Start Records shown

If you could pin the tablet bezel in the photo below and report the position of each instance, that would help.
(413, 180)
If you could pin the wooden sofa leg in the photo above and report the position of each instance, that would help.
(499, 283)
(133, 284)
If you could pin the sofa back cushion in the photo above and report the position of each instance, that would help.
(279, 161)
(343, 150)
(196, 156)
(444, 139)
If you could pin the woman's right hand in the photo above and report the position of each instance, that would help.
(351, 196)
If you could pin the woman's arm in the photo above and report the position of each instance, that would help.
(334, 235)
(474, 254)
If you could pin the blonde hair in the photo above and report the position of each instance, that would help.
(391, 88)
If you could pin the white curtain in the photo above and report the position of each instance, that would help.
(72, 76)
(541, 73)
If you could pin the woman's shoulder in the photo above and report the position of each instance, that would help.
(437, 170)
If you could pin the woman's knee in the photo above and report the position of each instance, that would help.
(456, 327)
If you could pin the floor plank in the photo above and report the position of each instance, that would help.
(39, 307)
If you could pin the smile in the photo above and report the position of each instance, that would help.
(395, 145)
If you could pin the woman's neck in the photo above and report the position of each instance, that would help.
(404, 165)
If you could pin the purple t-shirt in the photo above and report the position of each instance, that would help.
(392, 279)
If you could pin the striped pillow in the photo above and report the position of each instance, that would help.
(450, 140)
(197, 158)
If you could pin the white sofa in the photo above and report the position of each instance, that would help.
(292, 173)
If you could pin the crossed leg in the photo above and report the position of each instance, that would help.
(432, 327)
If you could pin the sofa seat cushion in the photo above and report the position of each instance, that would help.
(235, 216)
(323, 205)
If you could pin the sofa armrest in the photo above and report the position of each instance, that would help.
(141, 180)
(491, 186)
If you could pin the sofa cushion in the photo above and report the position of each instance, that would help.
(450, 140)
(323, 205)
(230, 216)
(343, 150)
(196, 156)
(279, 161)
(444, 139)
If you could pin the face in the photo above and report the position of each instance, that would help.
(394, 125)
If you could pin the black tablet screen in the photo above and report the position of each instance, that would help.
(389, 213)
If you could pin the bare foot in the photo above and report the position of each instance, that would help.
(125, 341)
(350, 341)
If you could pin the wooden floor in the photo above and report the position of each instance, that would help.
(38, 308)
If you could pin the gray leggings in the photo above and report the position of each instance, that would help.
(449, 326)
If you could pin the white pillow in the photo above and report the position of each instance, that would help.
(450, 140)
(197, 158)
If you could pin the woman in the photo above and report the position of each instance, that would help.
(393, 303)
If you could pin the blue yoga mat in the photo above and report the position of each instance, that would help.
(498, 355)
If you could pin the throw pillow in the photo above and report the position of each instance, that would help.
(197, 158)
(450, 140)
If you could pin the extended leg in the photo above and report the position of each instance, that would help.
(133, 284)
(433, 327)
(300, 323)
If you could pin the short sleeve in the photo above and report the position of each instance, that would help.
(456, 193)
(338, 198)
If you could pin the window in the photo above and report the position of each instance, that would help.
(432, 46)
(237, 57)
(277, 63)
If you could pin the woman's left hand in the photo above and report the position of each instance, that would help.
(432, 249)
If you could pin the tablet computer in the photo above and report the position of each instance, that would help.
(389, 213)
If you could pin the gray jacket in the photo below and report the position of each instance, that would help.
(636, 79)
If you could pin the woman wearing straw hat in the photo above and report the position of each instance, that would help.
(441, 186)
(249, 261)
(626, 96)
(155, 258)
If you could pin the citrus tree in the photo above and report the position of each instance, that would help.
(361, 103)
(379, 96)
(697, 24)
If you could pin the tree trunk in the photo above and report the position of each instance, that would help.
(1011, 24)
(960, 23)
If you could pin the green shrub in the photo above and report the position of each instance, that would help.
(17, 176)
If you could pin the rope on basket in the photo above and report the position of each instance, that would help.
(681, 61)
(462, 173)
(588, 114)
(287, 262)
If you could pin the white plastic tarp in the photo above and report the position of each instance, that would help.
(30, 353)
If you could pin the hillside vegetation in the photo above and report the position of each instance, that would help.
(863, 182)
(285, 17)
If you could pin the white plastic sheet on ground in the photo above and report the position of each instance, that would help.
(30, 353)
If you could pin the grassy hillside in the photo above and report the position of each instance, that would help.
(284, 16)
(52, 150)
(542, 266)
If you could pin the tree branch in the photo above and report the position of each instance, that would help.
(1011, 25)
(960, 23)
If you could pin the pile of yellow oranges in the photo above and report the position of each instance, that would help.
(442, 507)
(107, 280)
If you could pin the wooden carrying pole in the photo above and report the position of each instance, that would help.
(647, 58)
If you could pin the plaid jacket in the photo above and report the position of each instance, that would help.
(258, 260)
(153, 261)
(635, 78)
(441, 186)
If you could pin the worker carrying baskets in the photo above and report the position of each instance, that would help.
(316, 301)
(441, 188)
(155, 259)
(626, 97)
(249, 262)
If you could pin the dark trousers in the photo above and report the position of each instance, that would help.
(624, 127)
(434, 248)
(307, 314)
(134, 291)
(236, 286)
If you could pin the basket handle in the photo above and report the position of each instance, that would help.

End Records shown

What you will do: Reproduce the full set of records precisely.

Completed task:
If you could pin the tablet bezel in the photo below and report the position of each instance, that would help.
(413, 180)
If you could pin the wooden sofa leg in the photo above and report the position of each instance, that would help.
(499, 283)
(133, 284)
If you could pin the sofa back cushion in the photo above and report the position of each instance, that would help.
(279, 161)
(343, 150)
(196, 156)
(444, 139)
If you could pin the woman's right hand in the photo above and report the position of each instance, that would help.
(351, 196)
If you could pin the woman's arm in the photo above and report the position of each instance, that would help.
(334, 235)
(474, 254)
If you could pin the blonde hair in the photo above and report the position of each instance, that would help.
(391, 88)
If you could pin the white curtain in the photo above and report the position of each instance, that would help.
(72, 76)
(541, 73)
If you could pin the woman's shoulder in the photo above and report the position of each instance, that would help.
(437, 170)
If you could pin the woman's knee in the photo above and report the position of each instance, that would help.
(456, 327)
If you could pin the floor plank in the photo above and report the position of each instance, that would help.
(39, 307)
If you could pin the smile in the photo above and report the position of each instance, that would help.
(395, 145)
If you could pin the woman's neck in the photo above and report the position of each instance, that would help.
(404, 165)
If you could pin the purple t-shirt in the photo above and report the position of each instance, that would help.
(392, 279)
If you could pin the striped pillow in the photo above and report the position of each instance, that would help.
(450, 140)
(197, 158)
If you could pin the white sofa in the photo above and report the position of each instance, that would help.
(292, 173)
If you could pin the crossed leg in the photo above and report the position of each instance, that would help.
(432, 327)
If you could pin the sofa seat cushion in the photo above and report the position of each instance, that would help.
(235, 216)
(323, 205)
If you could pin the sofa armrest in the photo above and report the position of each instance, that would help.
(141, 180)
(491, 186)
If you could pin the sofa cushion in the photo above and report the position of each instance, that would help.
(450, 140)
(323, 205)
(230, 216)
(343, 150)
(196, 156)
(279, 161)
(444, 139)
If you could pin the face in the photo above and report the position of each instance, that would help.
(394, 125)
If you could pin the black tablet screen in the photo above and report the position of each instance, that would help.
(389, 213)
If you could pin the bare foot in the photo above and report the position of each instance, that would help.
(125, 341)
(350, 341)
If you could pin the wooden floor in the photo above and report the position of each instance, that would help.
(38, 308)
If you could pin the gray leggings in the photo above and report the position of each instance, that would help.
(449, 326)
If you could pin the white pillow in the photo above and report the position of each instance, that would help.
(450, 140)
(197, 158)
If you could pin the woman in the photo above and report the position of each instance, that would help.
(393, 303)
If you could pin the blue yoga mat in the photo above and report the position of each instance, that would help.
(498, 355)
If you could pin the throw pillow in the photo above and report the position of each instance, that would help.
(197, 158)
(450, 140)
If you could pin the extended leg in the photo above and report the position of each instance, that would help.
(133, 284)
(433, 327)
(300, 323)
If you could pin the short sleeve in the photo above and report the position of each instance, that would help.
(456, 193)
(338, 198)
If you could pin the window in the photo above and report the position of each instance, that would help.
(432, 46)
(237, 57)
(277, 63)
If you could pin the woman's left hand in the photo above and report the position of each instance, that would help.
(432, 249)
If you could pin the tablet computer in the photo above and report the position of each instance, that would help.
(389, 213)
If you could pin the gray jacket in the photo below and report the position of each instance, that would help.
(636, 79)
If you could pin the woman wearing straw hat in the photo above and report the position of each instance, that would help.
(441, 186)
(249, 261)
(626, 96)
(155, 258)
If you could pin the citrus tree in the photo above and report the position of each instance, that would help.
(361, 103)
(379, 96)
(697, 24)
If you could pin the tree trunk in the photo above and report the position of each instance, that would help.
(1011, 24)
(960, 23)
If you could pin the green shrub in the photo above and report the position of each instance, that would help.
(17, 176)
If you could pin the rope on basket in the photo above and report the position of each instance, that would help.
(681, 61)
(462, 173)
(588, 114)
(287, 262)
If you could pin the white plastic tarp in the photo above and report the position of each instance, that would help.
(30, 353)
If you could pin the hillside vegetation in the photo above and report the position of each instance, that would help.
(863, 182)
(285, 17)
If you could pin the white plastic sheet on ground in the photo above and report the position of each instance, that would help.
(30, 353)
If you could pin the grassy hillside in the photo above and report the position of each instance, that would help.
(284, 16)
(52, 150)
(542, 266)
If you could pin the tree branch in the photo above and report the position of each instance, that would help.
(1011, 25)
(960, 23)
If you could pin the pile of yellow oranges in the photo above and report the position of each instance, that would help.
(442, 507)
(107, 280)
If you could pin the wooden carrying pole in the photo above and report the position of each instance, that would help.
(647, 58)
If you could pin the plaid jacket in the photo above and report the position of each instance, that would help.
(258, 260)
(153, 261)
(635, 78)
(441, 186)
If you could pin the worker carrying baskets in the photo above and report the position of each instance, that would help.
(316, 301)
(441, 188)
(155, 259)
(626, 97)
(249, 262)
If you could pin the dark trousers in the photo above and report the position of each instance, that would help.
(624, 127)
(434, 248)
(307, 314)
(134, 291)
(236, 286)
If you could pin the basket handle in the photo above and report the position of each instance, that would help.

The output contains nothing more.